• ABOUT THIS TASK
Decide whether each statement below agrees with the text on farm costs, answering yes or no and quoting the text's deciding words. (a) Production expenses are forecast to rise in 2023 for a sixth consecutive year. (b) Spending on fertilizers, lime and soil conditioners is expected to increase in 2023. (c) Fertilizers typically represent about a quarter of a crop farmer's costs.

-- DOCUMENT EXCERPT follows --

Farmers who spent the past year staring at charts and graphs that gauge costs and returns would certainly by now be quite familiar with the sensation of vertigo.

Up and down, down and up.

The proper term is “volatility,” and for those who make a living growing wheat and other crops, it can affect decisions made in spring – a time when farmers typically spend a lot of money on the front end of one crop while also waiting for the rear end on another.

As they arrive at that sensitive juncture in 2023, growers are finding a “mixed bag” compared to 2022. Analysis have revealed that most farmers are projecting their 2023 production costs to increase 6% to 15% compared to 2022. USDA’s most recent Farm Sector Forecast is slightly more optimistic, but still points to the expectation of higher input costs:

  • Production expenses are forecast to increase for a sixth consecutive year, growing in 2023 by 4.1%.
  • Fertilizers, lime and soil conditioners are expected to decrease 3%, from $43.42 billion to $42.17 billion. Typically, fertilizers represent about 15% of a crop farmer’s costs.

-- DOCUMENT EXCERPT concluded --
-- DATA EXCERPT follows --

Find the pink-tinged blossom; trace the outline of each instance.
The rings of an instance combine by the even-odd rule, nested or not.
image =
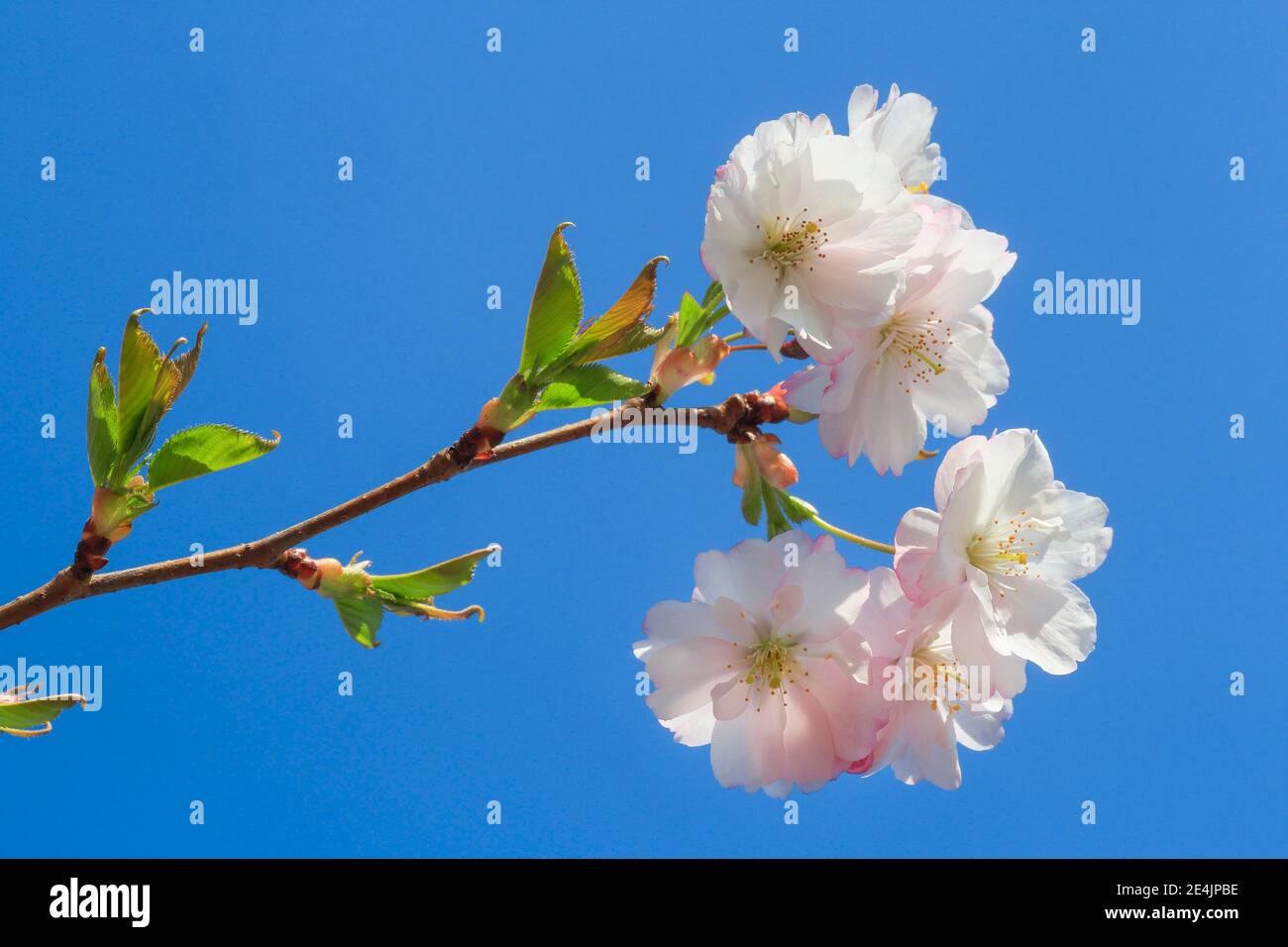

-- DATA EXCERPT concluded --

• SOLVED EXERCISE
(a) Yes: "Production expenses are forecast to increase for a sixth consecutive year, growing in 2023 by 4.1%."
(b) No: "Fertilizers, lime and soil conditioners are expected to decrease 3%"
(c) No: "Typically, fertilizers represent about 15% of a crop farmer’s costs."